──────── EXCERPT

Dorothy Omelia Scales Banister
Dotty was the eldest of eleven children born to Charley and Edith Scales. Born Dorothy Omelia Scales on December 2, 19211 in Cloud Chief, Oklahoma she was raised on a cotton farm outside Colony in northeastern Washita County. Life growing up on the farm was difficult and being the eldest of her brothers and sisters made it doubly so, as she was required to play "second mother" to most of her siblings. She left home immediately after graduating from high school and met Ellis while attending college at Southwestern State.
Dotty & Ellis were married on May 2, 1943, shortly before Ellis left for Europe to begin training for the allied invasion of Italy. She finished her final year of university and graduated in 1944, earning her place as the first in her family to attend a university and earn a college degree. Ellis fought in eight European campaigns over two years, while Dotty moved between California, where she lived with her uncle Marshall Scales and his family in Oakland, and teaching school later beginning in 1945 in Oklahoma City. As World War II drew to a close that summer, she reunited with Ellis after a long time apart and joined him on his tour of the American South, where he was posted for various jobs as a part of a recruitment drive.

────────────────
──────── ENTRIES SUPPLIED

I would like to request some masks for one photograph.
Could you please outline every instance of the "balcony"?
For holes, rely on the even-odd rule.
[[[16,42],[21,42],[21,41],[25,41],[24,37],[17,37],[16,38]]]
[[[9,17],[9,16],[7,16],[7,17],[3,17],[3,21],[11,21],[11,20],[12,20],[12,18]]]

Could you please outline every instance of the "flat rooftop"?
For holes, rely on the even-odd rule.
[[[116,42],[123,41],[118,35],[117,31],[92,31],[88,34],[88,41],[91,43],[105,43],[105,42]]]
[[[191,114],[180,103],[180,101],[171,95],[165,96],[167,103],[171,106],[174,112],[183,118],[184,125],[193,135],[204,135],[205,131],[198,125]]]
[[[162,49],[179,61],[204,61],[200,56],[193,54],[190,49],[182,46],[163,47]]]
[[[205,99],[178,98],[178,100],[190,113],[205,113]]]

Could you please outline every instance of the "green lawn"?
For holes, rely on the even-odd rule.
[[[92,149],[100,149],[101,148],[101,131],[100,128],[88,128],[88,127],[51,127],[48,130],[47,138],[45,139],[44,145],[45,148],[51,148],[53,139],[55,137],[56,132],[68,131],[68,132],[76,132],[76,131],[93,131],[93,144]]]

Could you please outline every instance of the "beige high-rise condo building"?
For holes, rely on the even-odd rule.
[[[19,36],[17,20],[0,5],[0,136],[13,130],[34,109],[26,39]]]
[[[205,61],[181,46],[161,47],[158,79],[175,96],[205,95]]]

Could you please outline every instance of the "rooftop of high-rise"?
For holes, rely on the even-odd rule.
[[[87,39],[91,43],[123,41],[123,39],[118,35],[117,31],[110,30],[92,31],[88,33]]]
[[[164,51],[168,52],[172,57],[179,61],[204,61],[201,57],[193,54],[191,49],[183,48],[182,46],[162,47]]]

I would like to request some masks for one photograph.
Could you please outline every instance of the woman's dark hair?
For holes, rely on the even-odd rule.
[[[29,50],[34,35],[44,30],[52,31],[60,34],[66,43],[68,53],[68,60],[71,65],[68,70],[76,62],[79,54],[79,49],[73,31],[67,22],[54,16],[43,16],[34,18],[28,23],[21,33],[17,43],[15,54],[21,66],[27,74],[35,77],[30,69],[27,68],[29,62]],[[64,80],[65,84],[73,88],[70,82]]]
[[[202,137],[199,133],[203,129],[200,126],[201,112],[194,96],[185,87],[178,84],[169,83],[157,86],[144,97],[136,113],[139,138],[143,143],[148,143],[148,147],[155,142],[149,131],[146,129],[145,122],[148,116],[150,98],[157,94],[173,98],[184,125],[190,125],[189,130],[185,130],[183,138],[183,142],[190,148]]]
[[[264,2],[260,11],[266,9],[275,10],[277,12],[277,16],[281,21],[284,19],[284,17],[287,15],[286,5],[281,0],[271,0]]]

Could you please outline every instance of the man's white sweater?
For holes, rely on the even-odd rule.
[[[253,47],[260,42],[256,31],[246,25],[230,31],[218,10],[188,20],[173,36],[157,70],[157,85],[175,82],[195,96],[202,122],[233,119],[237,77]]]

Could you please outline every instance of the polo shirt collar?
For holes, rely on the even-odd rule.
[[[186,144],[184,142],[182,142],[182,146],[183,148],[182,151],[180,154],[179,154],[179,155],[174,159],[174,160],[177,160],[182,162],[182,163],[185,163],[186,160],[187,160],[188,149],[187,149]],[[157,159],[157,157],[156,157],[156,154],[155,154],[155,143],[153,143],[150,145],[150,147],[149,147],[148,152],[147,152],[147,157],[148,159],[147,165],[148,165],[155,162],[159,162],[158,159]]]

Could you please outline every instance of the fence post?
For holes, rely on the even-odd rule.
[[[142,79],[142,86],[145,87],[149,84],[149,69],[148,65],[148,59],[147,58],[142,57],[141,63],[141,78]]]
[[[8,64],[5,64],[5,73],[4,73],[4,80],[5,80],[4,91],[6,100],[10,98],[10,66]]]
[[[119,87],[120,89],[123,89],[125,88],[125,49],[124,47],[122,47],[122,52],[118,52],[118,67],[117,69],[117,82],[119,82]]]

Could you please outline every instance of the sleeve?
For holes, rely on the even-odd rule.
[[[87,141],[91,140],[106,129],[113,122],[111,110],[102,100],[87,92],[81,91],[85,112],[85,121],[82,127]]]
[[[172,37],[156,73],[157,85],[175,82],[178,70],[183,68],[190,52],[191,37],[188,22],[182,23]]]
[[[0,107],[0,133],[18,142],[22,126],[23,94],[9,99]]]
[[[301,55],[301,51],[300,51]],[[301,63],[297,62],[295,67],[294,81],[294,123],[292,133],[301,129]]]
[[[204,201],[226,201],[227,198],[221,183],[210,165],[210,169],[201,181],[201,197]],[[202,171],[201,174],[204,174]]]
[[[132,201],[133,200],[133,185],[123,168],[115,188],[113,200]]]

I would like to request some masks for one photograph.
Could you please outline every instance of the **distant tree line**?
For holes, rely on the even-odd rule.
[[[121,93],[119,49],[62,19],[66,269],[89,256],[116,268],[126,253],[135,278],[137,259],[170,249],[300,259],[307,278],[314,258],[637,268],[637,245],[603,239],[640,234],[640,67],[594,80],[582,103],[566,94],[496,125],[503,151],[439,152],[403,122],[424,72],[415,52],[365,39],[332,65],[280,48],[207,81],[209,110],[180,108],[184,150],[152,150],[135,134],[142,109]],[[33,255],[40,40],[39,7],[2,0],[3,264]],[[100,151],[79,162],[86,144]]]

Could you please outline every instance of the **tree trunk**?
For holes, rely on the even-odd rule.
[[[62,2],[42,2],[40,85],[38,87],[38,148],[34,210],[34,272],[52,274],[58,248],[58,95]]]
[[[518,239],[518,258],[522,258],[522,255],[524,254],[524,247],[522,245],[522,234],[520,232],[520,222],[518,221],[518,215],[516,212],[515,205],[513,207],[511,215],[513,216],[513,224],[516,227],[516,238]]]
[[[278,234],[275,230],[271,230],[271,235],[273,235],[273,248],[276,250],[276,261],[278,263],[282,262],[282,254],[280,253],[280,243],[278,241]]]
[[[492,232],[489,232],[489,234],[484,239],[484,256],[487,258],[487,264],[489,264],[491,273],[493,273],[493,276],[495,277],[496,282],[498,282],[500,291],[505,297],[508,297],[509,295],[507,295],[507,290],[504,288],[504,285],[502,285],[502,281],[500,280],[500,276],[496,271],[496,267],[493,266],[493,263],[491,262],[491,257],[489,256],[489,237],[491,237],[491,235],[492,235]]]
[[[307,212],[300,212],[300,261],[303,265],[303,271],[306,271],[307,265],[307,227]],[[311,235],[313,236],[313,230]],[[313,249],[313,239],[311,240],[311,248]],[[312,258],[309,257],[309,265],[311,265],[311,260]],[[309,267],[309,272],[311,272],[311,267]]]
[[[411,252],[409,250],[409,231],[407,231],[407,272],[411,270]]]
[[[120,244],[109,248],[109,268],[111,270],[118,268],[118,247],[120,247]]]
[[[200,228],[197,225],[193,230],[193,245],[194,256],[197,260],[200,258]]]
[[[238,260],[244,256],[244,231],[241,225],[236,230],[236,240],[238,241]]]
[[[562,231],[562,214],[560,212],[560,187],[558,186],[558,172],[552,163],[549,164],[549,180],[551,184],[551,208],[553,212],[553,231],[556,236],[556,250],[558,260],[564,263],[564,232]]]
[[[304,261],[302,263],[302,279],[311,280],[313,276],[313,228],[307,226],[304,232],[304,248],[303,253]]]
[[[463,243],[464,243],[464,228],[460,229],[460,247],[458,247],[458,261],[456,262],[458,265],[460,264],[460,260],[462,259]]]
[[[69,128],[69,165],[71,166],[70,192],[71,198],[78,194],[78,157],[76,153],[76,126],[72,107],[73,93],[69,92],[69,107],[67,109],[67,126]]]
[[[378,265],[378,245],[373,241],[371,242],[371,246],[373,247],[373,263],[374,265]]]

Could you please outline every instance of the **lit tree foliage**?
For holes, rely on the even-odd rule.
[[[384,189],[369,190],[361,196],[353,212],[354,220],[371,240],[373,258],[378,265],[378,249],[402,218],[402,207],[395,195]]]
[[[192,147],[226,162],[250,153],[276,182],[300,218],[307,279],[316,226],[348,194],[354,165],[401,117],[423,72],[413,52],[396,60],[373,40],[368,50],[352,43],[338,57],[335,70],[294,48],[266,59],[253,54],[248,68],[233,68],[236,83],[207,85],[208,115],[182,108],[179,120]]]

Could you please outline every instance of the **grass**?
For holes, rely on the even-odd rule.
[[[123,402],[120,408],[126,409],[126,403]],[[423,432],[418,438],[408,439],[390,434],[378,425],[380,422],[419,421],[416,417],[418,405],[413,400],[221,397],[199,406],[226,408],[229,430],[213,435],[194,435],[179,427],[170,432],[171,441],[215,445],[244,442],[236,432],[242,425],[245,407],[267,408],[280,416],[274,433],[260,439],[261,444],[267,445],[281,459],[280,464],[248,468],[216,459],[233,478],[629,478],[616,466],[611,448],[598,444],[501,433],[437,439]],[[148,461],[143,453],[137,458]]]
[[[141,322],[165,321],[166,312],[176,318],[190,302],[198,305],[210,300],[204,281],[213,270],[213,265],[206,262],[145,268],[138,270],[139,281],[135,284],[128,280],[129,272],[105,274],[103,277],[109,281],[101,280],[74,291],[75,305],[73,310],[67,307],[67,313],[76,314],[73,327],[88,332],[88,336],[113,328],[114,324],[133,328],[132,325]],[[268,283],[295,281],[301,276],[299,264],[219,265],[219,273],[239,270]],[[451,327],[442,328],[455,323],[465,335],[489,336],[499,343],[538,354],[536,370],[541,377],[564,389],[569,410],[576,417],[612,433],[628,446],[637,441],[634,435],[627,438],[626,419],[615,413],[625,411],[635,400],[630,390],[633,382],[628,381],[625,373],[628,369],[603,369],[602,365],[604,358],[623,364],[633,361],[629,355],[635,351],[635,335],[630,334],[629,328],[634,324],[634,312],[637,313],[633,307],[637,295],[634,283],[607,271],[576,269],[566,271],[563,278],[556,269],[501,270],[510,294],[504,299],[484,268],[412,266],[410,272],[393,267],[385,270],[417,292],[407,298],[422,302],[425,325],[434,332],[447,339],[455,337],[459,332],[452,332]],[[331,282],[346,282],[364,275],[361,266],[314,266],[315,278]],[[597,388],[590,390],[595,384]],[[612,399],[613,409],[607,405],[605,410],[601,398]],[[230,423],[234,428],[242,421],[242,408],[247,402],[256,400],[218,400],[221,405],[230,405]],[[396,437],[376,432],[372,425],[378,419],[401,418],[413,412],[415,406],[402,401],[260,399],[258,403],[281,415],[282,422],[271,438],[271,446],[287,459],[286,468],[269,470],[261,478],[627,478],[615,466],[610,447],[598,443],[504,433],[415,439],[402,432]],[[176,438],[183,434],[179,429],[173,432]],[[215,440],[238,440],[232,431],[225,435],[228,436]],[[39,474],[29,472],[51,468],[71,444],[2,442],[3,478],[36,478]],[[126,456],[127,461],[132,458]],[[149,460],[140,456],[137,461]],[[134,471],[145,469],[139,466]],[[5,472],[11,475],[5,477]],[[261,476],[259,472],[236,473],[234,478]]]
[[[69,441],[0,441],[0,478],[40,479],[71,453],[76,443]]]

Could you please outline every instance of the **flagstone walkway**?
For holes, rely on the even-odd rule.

────────────────

• **PROMPT 1**:
In the biography of Dorothy Omelia Scales Banister, whom did Dotty live with in Oakland, California?
• **PROMPT 2**:
Write the next paragraph of the biography of Dorothy Omelia Scales Banister, picking up after its final sentence.

• **ANSWER AREA 1**:
Her uncle Marshall Scales and his family.

• **ANSWER AREA 2**:
Dotty gave birth to their first child in 1947 while stationed with Ellis at Fort Sill, Oklahoma. She gave birth to their second child two years later while stationed at Fort Benning, Georgia, and to her third in 1954 in Frankfurt, Germany. In June, 1956 the family was transferred to Pittsburgh, California and this is where Dotty remained for the rest of her life. In 1987, Dotty retired from teaching at the age of 65. On August 4, 2007, she passed away after a bout with ovarian cancer.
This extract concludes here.